* [Point annotation dataset records]:
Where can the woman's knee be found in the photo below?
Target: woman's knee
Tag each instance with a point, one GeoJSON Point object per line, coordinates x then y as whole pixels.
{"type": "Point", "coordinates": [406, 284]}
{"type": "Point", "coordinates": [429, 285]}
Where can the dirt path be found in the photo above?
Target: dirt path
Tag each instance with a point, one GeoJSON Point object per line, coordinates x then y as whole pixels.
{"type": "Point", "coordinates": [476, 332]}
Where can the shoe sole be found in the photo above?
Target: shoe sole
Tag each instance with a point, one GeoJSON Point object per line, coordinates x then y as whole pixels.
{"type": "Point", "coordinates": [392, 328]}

* [Given instruction]: Can you update the lines from the one with "Where can the dirt" through the end of the records, putting "Mark" in place of "Tag" and leaving everything else unchanged?

* [Answer to this exercise]:
Where can the dirt path be found in the photo above?
Target: dirt path
Mark each instance with a point, one GeoJSON Point object per line, coordinates x then y as whole pixels.
{"type": "Point", "coordinates": [476, 332]}
Where can the shoe sole be found in the photo above?
Target: shoe sole
Mark each instance with a point, one GeoJSON Point object per line, coordinates x then y as whole pixels.
{"type": "Point", "coordinates": [392, 328]}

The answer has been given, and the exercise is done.